**Your task**
Repeat every record below exactly as written.
---------- Dataset rows ----------
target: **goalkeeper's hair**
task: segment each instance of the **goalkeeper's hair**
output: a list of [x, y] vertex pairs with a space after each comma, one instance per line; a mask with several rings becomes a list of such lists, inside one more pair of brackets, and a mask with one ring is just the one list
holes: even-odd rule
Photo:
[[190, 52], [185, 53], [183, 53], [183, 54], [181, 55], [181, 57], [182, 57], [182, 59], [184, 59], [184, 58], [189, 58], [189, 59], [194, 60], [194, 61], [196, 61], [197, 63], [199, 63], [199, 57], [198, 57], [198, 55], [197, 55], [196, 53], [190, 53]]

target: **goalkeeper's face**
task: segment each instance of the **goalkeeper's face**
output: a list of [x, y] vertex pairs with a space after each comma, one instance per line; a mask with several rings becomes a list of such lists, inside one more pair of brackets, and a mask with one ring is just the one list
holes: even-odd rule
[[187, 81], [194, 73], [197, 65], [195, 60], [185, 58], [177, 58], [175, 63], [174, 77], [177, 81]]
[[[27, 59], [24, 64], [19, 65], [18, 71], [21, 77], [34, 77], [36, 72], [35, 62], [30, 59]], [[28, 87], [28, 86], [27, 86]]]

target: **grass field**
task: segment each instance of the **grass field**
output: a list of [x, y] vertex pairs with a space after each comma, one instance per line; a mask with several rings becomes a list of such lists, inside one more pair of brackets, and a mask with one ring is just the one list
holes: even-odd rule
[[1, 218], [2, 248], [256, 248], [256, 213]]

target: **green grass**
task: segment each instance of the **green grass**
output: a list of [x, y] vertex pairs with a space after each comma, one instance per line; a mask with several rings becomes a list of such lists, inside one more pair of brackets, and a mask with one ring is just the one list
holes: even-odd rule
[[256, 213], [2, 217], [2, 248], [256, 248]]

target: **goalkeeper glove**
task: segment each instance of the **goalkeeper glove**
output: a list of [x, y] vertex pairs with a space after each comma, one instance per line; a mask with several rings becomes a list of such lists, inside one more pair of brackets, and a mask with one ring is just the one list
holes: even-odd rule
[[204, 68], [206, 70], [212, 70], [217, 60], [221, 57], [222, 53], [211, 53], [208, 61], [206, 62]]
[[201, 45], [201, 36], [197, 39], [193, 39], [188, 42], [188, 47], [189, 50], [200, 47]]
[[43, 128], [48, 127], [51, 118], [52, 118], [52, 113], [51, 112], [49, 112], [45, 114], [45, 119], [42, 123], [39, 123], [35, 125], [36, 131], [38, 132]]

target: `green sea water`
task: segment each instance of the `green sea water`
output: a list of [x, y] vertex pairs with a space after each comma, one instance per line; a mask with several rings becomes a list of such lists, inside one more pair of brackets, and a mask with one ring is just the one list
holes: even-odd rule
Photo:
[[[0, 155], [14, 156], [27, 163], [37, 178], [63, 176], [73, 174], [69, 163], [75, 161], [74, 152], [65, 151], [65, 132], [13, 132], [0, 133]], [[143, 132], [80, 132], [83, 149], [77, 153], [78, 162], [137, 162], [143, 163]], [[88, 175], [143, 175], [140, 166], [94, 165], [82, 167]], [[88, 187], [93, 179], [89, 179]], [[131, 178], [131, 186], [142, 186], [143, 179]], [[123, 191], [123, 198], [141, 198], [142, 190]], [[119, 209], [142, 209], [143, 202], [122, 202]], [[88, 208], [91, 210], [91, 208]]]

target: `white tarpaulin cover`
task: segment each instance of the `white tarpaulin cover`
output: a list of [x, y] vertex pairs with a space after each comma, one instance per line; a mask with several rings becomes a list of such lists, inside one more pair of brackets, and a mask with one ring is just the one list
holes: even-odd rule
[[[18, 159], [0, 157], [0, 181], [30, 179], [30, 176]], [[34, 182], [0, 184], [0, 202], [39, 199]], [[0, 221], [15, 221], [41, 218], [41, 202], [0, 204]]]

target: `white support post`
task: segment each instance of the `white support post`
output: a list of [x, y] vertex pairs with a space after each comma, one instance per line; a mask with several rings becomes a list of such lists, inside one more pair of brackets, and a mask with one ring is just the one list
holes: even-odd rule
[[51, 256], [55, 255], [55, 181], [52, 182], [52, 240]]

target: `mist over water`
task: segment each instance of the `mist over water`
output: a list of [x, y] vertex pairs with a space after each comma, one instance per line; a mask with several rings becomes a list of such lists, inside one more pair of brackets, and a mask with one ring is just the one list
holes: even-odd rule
----------
**Solution for this exercise**
target: **goalkeeper's hair**
task: segment each instance of the **goalkeeper's hair**
output: a list of [x, y] vertex pairs with a space after each comma, one instance per line; a mask with several rings becomes a list of such lists, inside one more pair of brackets, and a mask with one ring is just the one list
holes: even-odd rule
Photo:
[[190, 52], [185, 53], [183, 53], [183, 54], [181, 55], [181, 57], [182, 57], [182, 59], [184, 59], [184, 58], [189, 58], [189, 59], [194, 60], [194, 61], [196, 61], [197, 63], [199, 63], [199, 57], [198, 57], [198, 55], [197, 55], [196, 53], [190, 53]]

target: **goalkeeper's face**
task: segment each instance of the **goalkeeper's face**
output: a list of [x, y] vertex pairs with a space after each comma, one instance per line; a mask with several rings becomes a list of such lists, inside one more pair of brackets, and a mask with one ring is just the one list
holes: even-odd rule
[[187, 81], [194, 73], [197, 65], [195, 60], [185, 58], [177, 58], [175, 63], [174, 77], [177, 81]]
[[[27, 59], [24, 64], [19, 65], [18, 71], [21, 77], [34, 77], [36, 72], [35, 62], [30, 59]], [[28, 87], [28, 86], [27, 86]]]

target: **grass field**
task: segment each instance of the **grass field**
output: a list of [x, y] vertex pairs with a space after each comma, one instance per line; a mask with several rings becomes a list of such lists, inside one more pair of brackets, and a mask with one ring is just the one list
holes: even-odd rule
[[1, 218], [2, 248], [256, 248], [256, 213]]

target: **green grass**
task: segment each instance of the **green grass**
output: a list of [x, y] vertex pairs with a space after each comma, one instance per line; a mask with several rings becomes a list of such lists, inside one more pair of brackets, and a mask with one ring is just the one list
holes: even-odd rule
[[256, 213], [2, 217], [2, 248], [256, 248]]

target: **goalkeeper glove**
task: segment each instance of the **goalkeeper glove**
output: a list of [x, y] vertex pairs with a space after each comma, one instance per line; a mask with several rings becomes a list of such lists, inside one more pair of brackets, and a mask with one ring is just the one list
holes: even-odd rule
[[204, 68], [206, 70], [212, 70], [217, 60], [221, 57], [222, 53], [211, 53], [208, 61], [206, 62]]
[[201, 45], [201, 36], [197, 39], [193, 39], [188, 42], [188, 47], [189, 50], [200, 47]]
[[43, 128], [48, 127], [51, 118], [52, 118], [52, 113], [51, 112], [49, 112], [45, 114], [45, 119], [42, 123], [39, 123], [35, 125], [36, 131], [38, 132]]

target: `green sea water`
task: segment each instance of the `green sea water`
output: a list of [x, y] vertex pairs with a space after each comma, one instance per line; a mask with several rings becomes a list of such lists, inside one more pair of brackets, and a mask with one ring is just the one list
holes: even-odd rule
Photo:
[[[0, 155], [14, 156], [27, 163], [37, 178], [63, 176], [73, 174], [69, 163], [75, 161], [74, 152], [65, 151], [65, 132], [13, 132], [0, 133]], [[143, 132], [80, 132], [83, 149], [77, 153], [78, 162], [137, 162], [143, 163]], [[88, 175], [143, 175], [140, 166], [94, 165], [82, 167]], [[88, 187], [93, 179], [89, 179]], [[131, 178], [131, 186], [142, 186], [143, 179]], [[123, 191], [123, 198], [141, 198], [142, 190]], [[119, 209], [142, 209], [143, 202], [122, 202]], [[88, 208], [91, 210], [91, 208]]]

target: `white tarpaulin cover`
task: segment each instance of the `white tarpaulin cover`
output: a list of [x, y] vertex pairs with a space after each comma, one instance per line; a mask with several rings becomes a list of such lists, inside one more pair of brackets, and a mask with one ring is just the one list
holes: even-odd rule
[[[18, 159], [0, 157], [0, 181], [30, 179], [30, 176]], [[34, 182], [0, 184], [0, 202], [39, 199]], [[0, 221], [15, 221], [41, 218], [41, 202], [0, 204]]]

target: `white support post`
task: segment each instance of the `white support post`
output: a list of [x, y] vertex pairs with a space after each comma, one instance per line; a mask with several rings becomes a list of such lists, inside one more pair of brackets, and a mask with one ring is just the one list
holes: even-odd rule
[[51, 256], [55, 255], [55, 181], [52, 182], [52, 240]]

target: `mist over water`
task: segment each instance of the `mist over water`
output: a list of [x, y] vertex pairs with a space after each comma, one instance per line; a mask with several rings becomes a list of such lists, inside one more pair of brackets, and a mask with one ring is just the one list
holes: even-odd rule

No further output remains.